Turzai said academic medical institutions are the only entities with the expertise to step in.
“They should have been consulting with these experts right from the beginning,” he said of the state. Now, “the legislature has to take the lead, and we are.”
The only lawmaker to oppose the House bill, Rep. Pam DeLissio (D., Phila.), said on the floor last week the legislation does not provide enough accountability for how the funds can be spent — like capping how much can be used for administrative salaries.
“With this kind of significant, meaningful, substantive resource, I would like to see those resources applied in the most effective way possible,” she said. “Unfortunately, I will be a ‘no’ vote. And if anybody doubts my passion for this sector, they would be grossly mistaken.”
Mike Straub, a spokesperson for House Republicans, said he disagrees with the notion that the bill is weak on accountability.
“The [Department of] Human Services would collect proposals from the collaboratives for how to best effectively support COVID-19 readiness and response in facilities, improve quality of care, and expand testing for staff and residents in long-term-care facilities,” Straub said. “Collaboratives are also required to perform daily reviews of facilities.”
********
● What is needed:
Retype the passage on the House bill word for word, in full.

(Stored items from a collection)
********
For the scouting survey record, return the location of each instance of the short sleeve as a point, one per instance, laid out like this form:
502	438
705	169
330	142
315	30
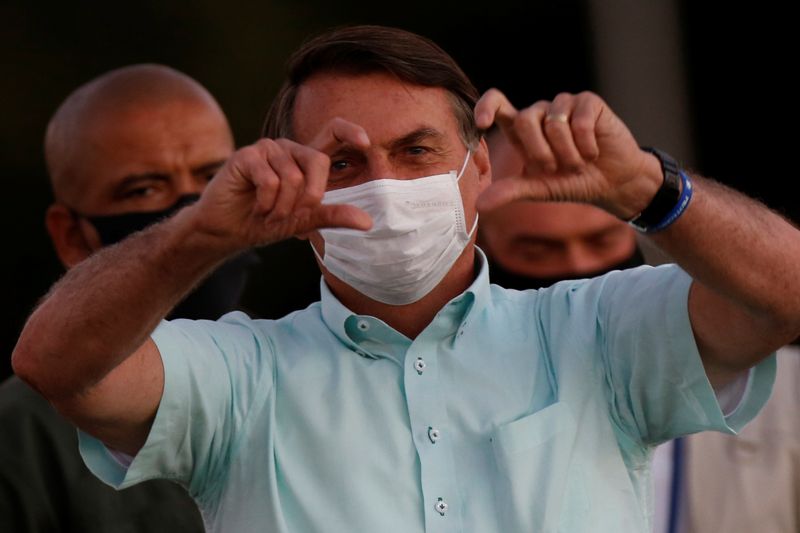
********
● Answer to the problem:
Turzai said academic medical institutions are the only entities with the expertise to step in.
“They should have been consulting with these experts right from the beginning,” he said of the state. Now, “the legislature has to take the lead, and we are.”
The only lawmaker to oppose the House bill, Rep. Pam DeLissio (D., Phila.), said on the floor last week the legislation does not provide enough accountability for how the funds can be spent — like capping how much can be used for administrative salaries.
“With this kind of significant, meaningful, substantive resource, I would like to see those resources applied in the most effective way possible,” she said. “Unfortunately, I will be a ‘no’ vote. And if anybody doubts my passion for this sector, they would be grossly mistaken.”
Mike Straub, a spokesperson for House Republicans, said he disagrees with the notion that the bill is weak on accountability.
“The [Department of] Human Services would collect proposals from the collaboratives for how to best effectively support COVID-19 readiness and response in facilities, improve quality of care, and expand testing for staff and residents in long-term-care facilities,” Straub said. “Collaboratives are also required to perform daily reviews of facilities.”